Written problem A ->
Name each stage of concurrent index creation as it currently works, according to the mailing-list post on concurrent index creation performance.
Written problem B ->
Extend the mailing-list post on concurrent index creation performance, picking up right after its last sentence.

Proposal for Improving Concurrent Index Creation Performance

From: Sergey Sargsyan <sergey(dot)sargsyan(dot)2001(at)gmail(dot)com>
To: pgsql-hackers(at)postgresql(dot)org
Subject: Proposal for Improving Concurrent Index Creation Performance
Date: 2025-06-12 03:45:57
Message-ID: CAMAof6_FY0MrNJOuBrqvQqJKiwskFvjRtgpVHf-D7A=KvTtYXg@mail.gmail.com
Views: Whole Thread | Raw Message | Download mbox | Resend email
Thread:
Lists: pgsql-hackers

Hi PostgreSQL Hackers,

I've been exploring the process of concurrent index creation and noticed a
potential area for performance improvement, especially for large indexes.
Currently, the process involves multiple stages: creating the index
(initially invalid and not ready), builing the index, validating the index
by checking that all tuples are included, and finally swapping the old
index with the new one.

The validation stage, where we sort the index entries by TID and compare
them to the heap, is currently single-threaded and can become a bottleneck
for large indexes.

To address this, I propose a modification: during the creation of the
index, we can create it as an empty but ready index. This means that while
the index is being built, new transactions will start adding tuples to it
immediately. So during the build stage we can do everything as before, but
instead of building index from scratch from tuples, we will just merge new
tuples into already built index.

Source excerpt ->
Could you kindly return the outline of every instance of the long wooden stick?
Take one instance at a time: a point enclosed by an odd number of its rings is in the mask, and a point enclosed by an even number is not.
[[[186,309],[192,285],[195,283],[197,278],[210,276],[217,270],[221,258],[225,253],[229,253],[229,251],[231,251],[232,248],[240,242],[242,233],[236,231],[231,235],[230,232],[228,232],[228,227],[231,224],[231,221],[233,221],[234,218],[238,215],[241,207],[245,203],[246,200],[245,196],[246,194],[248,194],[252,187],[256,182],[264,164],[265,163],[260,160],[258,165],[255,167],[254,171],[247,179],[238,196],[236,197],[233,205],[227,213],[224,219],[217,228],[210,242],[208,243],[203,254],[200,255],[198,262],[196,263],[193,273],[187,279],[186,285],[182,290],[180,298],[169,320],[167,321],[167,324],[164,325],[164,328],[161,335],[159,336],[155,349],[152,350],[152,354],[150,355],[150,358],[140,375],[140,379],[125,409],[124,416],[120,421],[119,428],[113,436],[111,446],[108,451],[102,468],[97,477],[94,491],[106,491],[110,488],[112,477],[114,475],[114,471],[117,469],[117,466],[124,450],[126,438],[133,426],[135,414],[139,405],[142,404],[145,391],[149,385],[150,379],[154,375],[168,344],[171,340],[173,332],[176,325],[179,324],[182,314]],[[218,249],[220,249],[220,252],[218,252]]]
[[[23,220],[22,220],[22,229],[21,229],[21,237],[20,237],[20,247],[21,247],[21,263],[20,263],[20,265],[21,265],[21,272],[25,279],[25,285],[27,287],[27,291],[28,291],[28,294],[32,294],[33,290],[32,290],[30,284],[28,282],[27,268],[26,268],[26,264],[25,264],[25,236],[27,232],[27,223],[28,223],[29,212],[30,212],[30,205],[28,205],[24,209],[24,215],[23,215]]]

Final answer A ->
1. Creating the index, initially invalid and not ready
2. Building the index
3. Validating the index by checking that all tuples are included
4. Swapping the old index with the new one

Final answer B ->
More simpler approach could be to do everything as before, but create one
"temporary" index (build empty, ready) alongside with creation of index
itself.
Then basically during the build stage we may build our index as before, and
instead of old validation stage, we can just iterate over our "temp" index,
and move all tuples into main index.

I am mostly interested for such improvement for btree indexes, but i guess
it should work for all of them.

I'm curious if there are any potential pitfalls or reasons this approach
might not work as expected. I'd appreciate any feedback or insights from
the community on this idea.

Thank you!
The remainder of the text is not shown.